PROVIDED PASSAGE:
______________________________
Jerry H. Goldfeder and Myrna Pérez ()
As the U.S. Supreme Court grapples with the most fundamental issue facing American politics—whether “partisan gerrymandering” can be so egregiously one-sided as to be unconstitutional—New York courts routinely confront the less profound but equally far-reaching issue of ballot access. After all, decisions as to which candidates can actually appear on the ballot shape our elections, and, with the advantages that incumbents generally have, such rulings can have a lasting impact. Opponents routinely scrutinize whether a candidate has met residency and other requirements to run for office; and they also review—in great detail—a candidate’s nominating petitions (to get on the ballot) and nominating certificates (issued by party committees) for hyper-technical errors. Some of these issues are disposed of by the Board of Elections. Often, however, they wind up being adjudicated in the courts.
In 2014, a Democratic Party primary opponent of Gov. Andrew Cuomo and an insurgent state Assembly candidate faced stiff challenges as to whether each met residency requirements. Although the evidence showed, at best, only a tangential relationship to New York while having significant contacts in other states, both the Brooklyn and Bronx trial courts, and the First and Second Departments of the Appellate Division, found that the candidates could run. Weiss v. Teachout, 120 A.D.3d 701 (2d Dep’t 2014); Jones v. Blake, 120 A.D.3d 415 (1st Dep’t), lv. to appeal den’d. 23 N.Y.3d 908 (2014). Central to the outcome in both cases was the long-standing rule that under the election law a candidate (or voter) could have more than one residence. Last year, however, the Court of Appeals limited this rule by blocking a candidate with two residences on the ground that he had voted outside the district. Conflating voting with residency, the Court of Appeals made it more difficult for candidates with multiple residences to run for office. Glickman v. Laffin, 27 N.Y.3d 810 (2016).
______________________________
RAW DATA:

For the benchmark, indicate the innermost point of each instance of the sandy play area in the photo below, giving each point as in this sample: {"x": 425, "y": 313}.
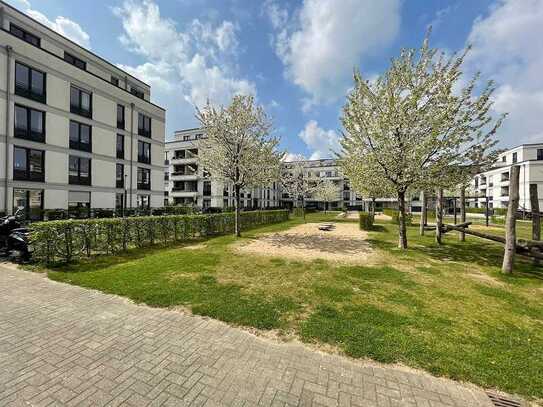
______________________________
PARTS OF THE EXERCISE:
a) Answer these questions using the ballot access passage:
(i) Who issues nominating certificates?
(ii) What long-standing rule was central to the outcome of both 2014 residency cases?
(iii) On what ground did the Court of Appeals block a candidate with two residences?
b) Write out the ballot access passage again, starting with "As the U.S." and going on through "in the courts.", and alter "Board of Elections" to "elections board".
c) Recast the paragraph of the ballot access passage that begins "In 2014, a Democratic Party primary opponent" as a short bulleted list that keeps its main facts.
The data is not needed here.

SOLUTIONS TO THE EXERCISE:
a)
(i) Party committees issue nominating certificates.
(ii) Under the election law, a candidate (or voter) could have more than one residence.
(iii) He had voted outside the district.

b)
As the U.S. Supreme Court grapples with the most fundamental issue facing American politics—whether “partisan gerrymandering” can be so egregiously one-sided as to be unconstitutional—New York courts routinely confront the less profound but equally far-reaching issue of ballot access. After all, decisions as to which candidates can actually appear on the ballot shape our elections, and, with the advantages that incumbents generally have, such rulings can have a lasting impact. Opponents routinely scrutinize whether a candidate has met residency and other requirements to run for office; and they also review—in great detail—a candidate’s nominating petitions (to get on the ballot) and nominating certificates (issued by party committees) for hyper-technical errors. Some of these issues are disposed of by the elections board. Often, however, they wind up being adjudicated in the courts.

c)
- In 2014, a Democratic Party primary opponent of Gov. Andrew Cuomo and an insurgent state Assembly candidate faced stiff challenges over whether each met residency requirements.
- The evidence showed at best a tangential relationship to New York and significant contacts in other states.
- The Brooklyn and Bronx trial courts and the First and Second Departments of the Appellate Division still found that both candidates could run (Weiss v. Teachout; Jones v. Blake).
- Both outcomes rested on the long-standing rule that under the election law a candidate (or voter) could have more than one residence.
- Last year, the Court of Appeals limited this rule in Glickman v. Laffin (2016). It blocked a candidate with two residences because he had voted outside the district.
- By conflating voting with residency, that ruling made it harder for candidates with multiple residences to run for office.